Consigne: Recopiez intégralement le texte sur les fruits de saison servis en salé, sans y apporter la moindre modification.

Avez-vous déjà testé une burrata avec des fraises bien mûres ? Saviez-vous que la grenade offre le sucre et l’acidité qui permet de révéler la singularité des asperges sans en masquer le goût ? Pour cette news, j’ai eu envie de célébrer les fruits qu’on trouve en ce moment sur les étals du marché (en plus, c’est vraiment la bonne semaine). De vous proposer de les servir en salé plutôt qu’en sucré. Depuis quelques années, c’est presque uniquement comme ça que je cuisine.
Je suis tombée amoureuse d’un kiwi du Tarn depuis qu’il a été servi dans une assiette avec la chair ferme d’un bar de ligne, accompagnée de quelques gouttes d’une huile d’un vert sombre à l’ail des ours. Les cerises qui ne vont pas tarder et que j’attends avec impatience vont bientôt rencontrer les premières tomates dans une même assiette, le tout accompagné du crémeux lacté d’une stracciatella et de quelques brins de Calamintha grandiflora de ma jardinière qui ont survécu à l’hiver.
Pour retrouver le carnet de recettes réservé aux abonnés payants de ma newsletter, rdv tout en bas ou inscrivez-vous ici
Interview de Minou Sabahi, cheffe franco-iranienne à Marseille
Je n’ai pas choisi Minou par hasard pour cette interview. Il y a deux ans, elle est arrivée à mon labo avec une partie du déjeuner. Trois poignées de cerises noires, une botte fraiche d’estragon, des asperges blanches. Elle a sélectionné trois pots qui trônaient sur mon étagère à épices, dont ma pâte de citron fermentée. Elle a ajouté quelques pétales du jardin, assaisonné le tout comme il faut, et je n’ai jamais oublié ce déjeuner.

Jeu de données:
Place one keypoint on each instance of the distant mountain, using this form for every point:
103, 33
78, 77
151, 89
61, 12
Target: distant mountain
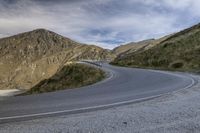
28, 58
180, 51
132, 47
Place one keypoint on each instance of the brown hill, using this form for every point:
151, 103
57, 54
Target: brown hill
28, 58
180, 51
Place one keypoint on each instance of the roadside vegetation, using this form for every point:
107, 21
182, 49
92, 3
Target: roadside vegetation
69, 77
179, 52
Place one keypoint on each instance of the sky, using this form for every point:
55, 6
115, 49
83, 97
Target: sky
106, 23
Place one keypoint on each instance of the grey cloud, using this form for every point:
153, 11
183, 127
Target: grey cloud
104, 22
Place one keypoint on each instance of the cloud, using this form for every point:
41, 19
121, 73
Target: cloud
106, 23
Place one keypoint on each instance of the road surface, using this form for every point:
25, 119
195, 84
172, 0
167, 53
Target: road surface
123, 86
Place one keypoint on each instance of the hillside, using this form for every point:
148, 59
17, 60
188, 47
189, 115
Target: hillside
28, 58
132, 47
69, 77
180, 51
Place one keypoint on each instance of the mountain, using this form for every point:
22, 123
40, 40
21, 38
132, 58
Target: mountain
28, 58
180, 51
137, 46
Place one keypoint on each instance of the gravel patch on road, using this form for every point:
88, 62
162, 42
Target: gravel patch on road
178, 112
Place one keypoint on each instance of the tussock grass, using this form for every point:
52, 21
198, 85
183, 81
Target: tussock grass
69, 77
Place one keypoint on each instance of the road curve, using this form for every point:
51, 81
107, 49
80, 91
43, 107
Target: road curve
125, 85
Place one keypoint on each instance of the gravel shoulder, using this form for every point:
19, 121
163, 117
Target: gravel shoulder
176, 112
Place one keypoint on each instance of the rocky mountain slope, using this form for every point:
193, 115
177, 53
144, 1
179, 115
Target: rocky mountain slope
28, 58
180, 51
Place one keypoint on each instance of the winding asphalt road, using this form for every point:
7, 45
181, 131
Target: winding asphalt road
124, 85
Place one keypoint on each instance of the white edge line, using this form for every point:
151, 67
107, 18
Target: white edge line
100, 106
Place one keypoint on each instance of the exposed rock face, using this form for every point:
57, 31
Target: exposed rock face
30, 57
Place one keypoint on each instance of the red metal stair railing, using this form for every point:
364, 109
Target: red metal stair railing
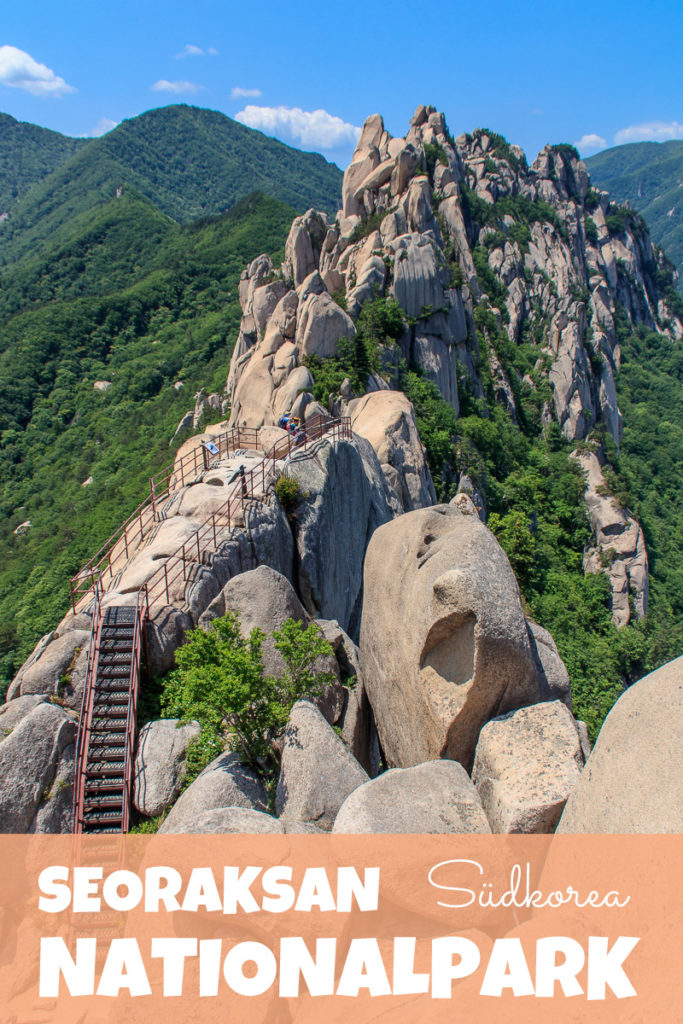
108, 728
105, 744
102, 566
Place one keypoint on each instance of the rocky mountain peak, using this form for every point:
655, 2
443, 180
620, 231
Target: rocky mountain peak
512, 283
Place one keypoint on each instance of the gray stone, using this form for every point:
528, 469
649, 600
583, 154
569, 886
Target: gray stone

Réponse:
Avez-vous déjà testé une burrata avec des fraises bien mûres ? Saviez-vous que la grenade offre le sucre et l’acidité qui permet de révéler la singularité des asperges sans en masquer le goût ? Pour cette news, j’ai eu envie de célébrer les fruits qu’on trouve en ce moment sur les étals du marché (en plus, c’est vraiment la bonne semaine). De vous proposer de les servir en salé plutôt qu’en sucré. Depuis quelques années, c’est presque uniquement comme ça que je cuisine.
Je suis tombée amoureuse d’un kiwi du Tarn depuis qu’il a été servi dans une assiette avec la chair ferme d’un bar de ligne, accompagnée de quelques gouttes d’une huile d’un vert sombre à l’ail des ours. Les cerises qui ne vont pas tarder et que j’attends avec impatience vont bientôt rencontrer les premières tomates dans une même assiette, le tout accompagné du crémeux lacté d’une stracciatella et de quelques brins de Calamintha grandiflora de ma jardinière qui ont survécu à l’hiver.
Pour retrouver le carnet de recettes réservé aux abonnés payants de ma newsletter, rdv tout en bas ou inscrivez-vous ici
Interview de Minou Sabahi, cheffe franco-iranienne à Marseille
Je n’ai pas choisi Minou par hasard pour cette interview. Il y a deux ans, elle est arrivée à mon labo avec une partie du déjeuner. Trois poignées de cerises noires, une botte fraiche d’estragon, des asperges blanches. Elle a sélectionné trois pots qui trônaient sur mon étagère à épices, dont ma pâte de citron fermentée. Elle a ajouté quelques pétales du jardin, assaisonné le tout comme il faut, et je n’ai jamais oublié ce déjeuner.